What is needed: If a line of the material contains "patch", copy it.

Supplied material:
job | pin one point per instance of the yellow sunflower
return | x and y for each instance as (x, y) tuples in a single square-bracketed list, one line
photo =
--
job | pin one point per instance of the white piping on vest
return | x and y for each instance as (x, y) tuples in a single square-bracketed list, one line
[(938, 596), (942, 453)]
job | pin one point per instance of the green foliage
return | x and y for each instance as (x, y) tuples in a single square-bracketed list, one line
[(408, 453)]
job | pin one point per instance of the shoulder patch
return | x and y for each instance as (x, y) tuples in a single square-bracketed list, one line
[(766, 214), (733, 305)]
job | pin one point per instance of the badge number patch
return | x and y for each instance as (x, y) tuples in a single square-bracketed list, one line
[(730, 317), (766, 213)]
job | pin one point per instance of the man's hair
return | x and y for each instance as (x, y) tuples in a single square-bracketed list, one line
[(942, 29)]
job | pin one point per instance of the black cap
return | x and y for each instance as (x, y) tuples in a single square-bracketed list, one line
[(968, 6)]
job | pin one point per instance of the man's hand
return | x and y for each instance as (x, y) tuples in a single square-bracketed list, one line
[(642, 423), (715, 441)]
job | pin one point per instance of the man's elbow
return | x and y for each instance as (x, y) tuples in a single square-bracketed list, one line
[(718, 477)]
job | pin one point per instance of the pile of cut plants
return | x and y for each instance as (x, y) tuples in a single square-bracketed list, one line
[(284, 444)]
--
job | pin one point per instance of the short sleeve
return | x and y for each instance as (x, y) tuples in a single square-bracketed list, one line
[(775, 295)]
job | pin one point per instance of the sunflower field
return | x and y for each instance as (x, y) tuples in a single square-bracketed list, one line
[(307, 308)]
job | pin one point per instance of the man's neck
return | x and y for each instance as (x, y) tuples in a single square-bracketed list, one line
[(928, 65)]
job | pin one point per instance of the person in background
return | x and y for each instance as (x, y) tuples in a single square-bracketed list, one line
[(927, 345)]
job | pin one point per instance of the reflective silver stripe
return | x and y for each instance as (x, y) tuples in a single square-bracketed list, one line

Answer box:
job | pin one point per instance of the shoulder patch
job | pin one point per instance of the badge number patch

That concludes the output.